> **Soal dan Tugas**:
[1] Menurut kutipan tentang teori belajar, mengapa Vygotsky mengkritik pandangan konstruktivis tersebut? Jawab dalam satu sampai tiga kalimat.
[2] Teruskan kutipan tentang teori belajar mulai setelah kalimat terakhirnya.

> **Kutipan Teks**:
Pengertian tentang akomodasi yang
lain adalah proses mental
yang meliputi pembentukan skema baru yang cocok dengan ransangan baru atau
memodifikasi
skema yang sudah ada sehingga cocok dengan rangsangan itu (Suparno, 1996: 7).
Konstruktivis
ini dikritik oleh Vygotsky, yang menyatakan bahwa siswa dalam mengkonstruksi
suatu
konsep perlu memperhatikan lingkungan sosial.
6. Teori-teori
Belajar dalam Pembelajaran Pendidikan Agama
Islam
Manusia diciptakan Allah swt,
dalam struktur yang paling
baik di antara makhluk Allah yang lain. Struktur manusia
terdiri atas unsur jasmaniah (fisikologis) dan rohaniah (psikologis).
Dalam struktur jasmaniah dan rohaniah itu, Allah memberikan
seperangkat kemampuan dasar yang memiliki kecenderungan berkembang, dalam
psikologi
disebut potensialitas atau disposisi, yang menurut aliran
psikologi behaviourisme disebut prepotence reflexes (kemampuan dasar yang
secara
otomatis dapat berkembang). Dengan demikian, maka ilmu pengetahuan
mengalami
perkembangan sampai kepada proses pembelajaran.

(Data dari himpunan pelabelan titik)
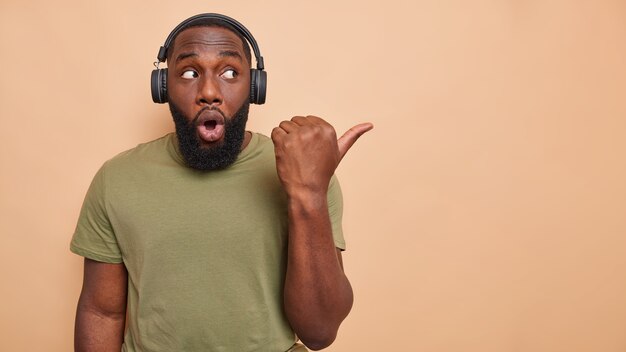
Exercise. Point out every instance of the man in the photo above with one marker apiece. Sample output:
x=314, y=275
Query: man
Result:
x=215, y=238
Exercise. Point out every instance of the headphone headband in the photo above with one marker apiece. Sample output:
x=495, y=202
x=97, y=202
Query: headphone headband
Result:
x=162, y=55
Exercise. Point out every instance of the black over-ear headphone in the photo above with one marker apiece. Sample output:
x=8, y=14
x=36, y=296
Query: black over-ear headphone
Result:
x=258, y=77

==

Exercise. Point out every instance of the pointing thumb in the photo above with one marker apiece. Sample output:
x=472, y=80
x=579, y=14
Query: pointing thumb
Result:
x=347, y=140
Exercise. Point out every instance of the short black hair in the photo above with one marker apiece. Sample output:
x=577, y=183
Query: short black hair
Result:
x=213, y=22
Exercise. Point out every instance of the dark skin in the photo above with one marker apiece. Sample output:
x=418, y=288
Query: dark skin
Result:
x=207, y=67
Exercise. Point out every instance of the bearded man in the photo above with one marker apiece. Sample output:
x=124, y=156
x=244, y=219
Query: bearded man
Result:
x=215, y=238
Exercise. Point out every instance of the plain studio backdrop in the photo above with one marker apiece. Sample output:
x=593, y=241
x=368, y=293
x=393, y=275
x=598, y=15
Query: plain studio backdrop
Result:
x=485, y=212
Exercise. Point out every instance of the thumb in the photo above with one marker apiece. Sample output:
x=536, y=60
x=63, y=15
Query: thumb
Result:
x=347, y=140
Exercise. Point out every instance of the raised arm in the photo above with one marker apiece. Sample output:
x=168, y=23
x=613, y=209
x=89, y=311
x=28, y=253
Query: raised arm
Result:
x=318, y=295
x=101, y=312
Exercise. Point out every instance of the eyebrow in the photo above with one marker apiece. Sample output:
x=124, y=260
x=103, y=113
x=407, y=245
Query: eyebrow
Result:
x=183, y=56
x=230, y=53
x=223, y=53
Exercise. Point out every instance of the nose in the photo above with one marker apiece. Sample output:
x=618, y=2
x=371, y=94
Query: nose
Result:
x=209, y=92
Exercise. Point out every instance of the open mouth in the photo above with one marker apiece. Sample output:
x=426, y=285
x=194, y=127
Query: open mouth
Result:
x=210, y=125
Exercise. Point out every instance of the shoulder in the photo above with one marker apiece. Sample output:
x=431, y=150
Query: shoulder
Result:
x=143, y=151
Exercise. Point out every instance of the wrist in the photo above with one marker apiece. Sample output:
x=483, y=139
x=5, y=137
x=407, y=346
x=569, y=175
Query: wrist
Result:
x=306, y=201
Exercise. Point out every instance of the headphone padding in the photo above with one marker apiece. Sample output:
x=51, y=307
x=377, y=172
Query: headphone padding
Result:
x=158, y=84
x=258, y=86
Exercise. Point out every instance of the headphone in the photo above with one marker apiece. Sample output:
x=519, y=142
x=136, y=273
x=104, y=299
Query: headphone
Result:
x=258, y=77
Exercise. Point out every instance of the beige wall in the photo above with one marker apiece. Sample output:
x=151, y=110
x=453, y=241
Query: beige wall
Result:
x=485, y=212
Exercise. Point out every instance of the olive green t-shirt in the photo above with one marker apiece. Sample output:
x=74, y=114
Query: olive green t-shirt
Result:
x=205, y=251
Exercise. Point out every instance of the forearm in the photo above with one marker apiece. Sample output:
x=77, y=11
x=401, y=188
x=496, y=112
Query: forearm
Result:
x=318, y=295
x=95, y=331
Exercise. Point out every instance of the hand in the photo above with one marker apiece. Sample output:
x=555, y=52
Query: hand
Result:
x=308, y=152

> **Hasil Latihan**:
[1] Vygotsky mengkritik pandangan konstruktivis itu karena menurutnya siswa perlu memperhatikan lingkungan sosial ketika mengonstruksi suatu konsep.

[2]
Dalam perkembanganya merupakan suatu konsep-konsep atau teori-teori dalam
aktivitas kegiatan belajar-mengajar. Dalam kaitanyan dengan proses pembelajaran, ditemukan ada
beberapa teori yang telah dikenal secara umum, diantaranya: teori fitrah,
teori psikologi daya, dan teori gestalt.
1. Teori Fitrah
Dalam pandangan agama Islam
kemampuan dasar atau pembawaan
itu disebut dengan fitrah, kata yang berasal dari fathara, dalam pengertian
etimologis
mengandung arti kejadian. Kata fitrah disebutkan dalam al-Qur'an
surah.Ar-Ruum/30:30
“Maka hadapkanlah wajahmu dengan Lurus kepada agama
Allah; (tetaplah atas) fitrah Allah yang telah menciptakan
manusia menurut fitrah itu. tidak ada peubahan pada fitrah Allah.
(Itulah) agama yang lurus; tetapi kebanyakan manusia tidak mengetahui”.
Di samping itu terdapat hadis
Rasulallah saw.:
Abu
Mu'awiyah menceritakan kepada kami, dari al- A'masy
dari Abi Shalih dari Abi Hurairah r.a berkata: Rasulallah saw. telah bersabda:
setiap anak dilahirkan dalam keadaan fitrah, maka orang tuanyalah yang
menjadikannya yahudi, nasrani, atau musyrik. (HR Ahmad).
Dari pengertian al-Qur'an dan
Hadis di atas, dapat diambil
pengertian secara terminologis sebagai berikut:
a.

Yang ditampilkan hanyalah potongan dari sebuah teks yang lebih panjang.